Set task → Output the records below as a JSON list of strings, with one string per line and no blank lines.

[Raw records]
%%

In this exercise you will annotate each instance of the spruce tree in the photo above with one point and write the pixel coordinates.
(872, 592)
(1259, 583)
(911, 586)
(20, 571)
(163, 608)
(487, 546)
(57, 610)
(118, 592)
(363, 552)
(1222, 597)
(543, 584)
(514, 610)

%%

Solution to this problem →
[
  "In this exercise you will annotate each instance of the spruce tree in the photo above with one point and write the pixel coordinates.",
  "(872, 592)",
  "(1259, 583)",
  "(911, 586)",
  "(20, 571)",
  "(163, 608)",
  "(487, 546)",
  "(57, 610)",
  "(118, 592)",
  "(363, 552)",
  "(1222, 597)",
  "(543, 584)",
  "(514, 610)"
]